### Task data:
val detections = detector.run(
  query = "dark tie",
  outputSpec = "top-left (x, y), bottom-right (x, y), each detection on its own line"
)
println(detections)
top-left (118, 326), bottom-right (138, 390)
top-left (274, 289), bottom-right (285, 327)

### Job:
Find each line in the entries above that contains the string "detections" and copy those lines. Treat uppercase and lowercase letters as different.

### Result below:
val detections = detector.run(
println(detections)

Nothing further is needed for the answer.